§ **Available data**

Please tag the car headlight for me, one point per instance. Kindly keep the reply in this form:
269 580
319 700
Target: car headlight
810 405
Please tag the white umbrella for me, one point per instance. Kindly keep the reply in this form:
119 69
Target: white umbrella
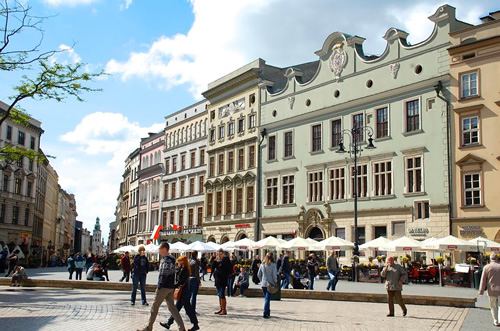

§ **What the exercise asks**
An exact copy of every line above, minus the pictures, is the required output.

§ **Expected answer**
Please tag the car headlight for me, one point per instance. Kindly keep the reply in this form:
269 580
319 700
Target: car headlight
810 405
Please tag the white umbrella for me, one point per instance. Kindly keep the reply in this form:
119 69
Target: white umbrella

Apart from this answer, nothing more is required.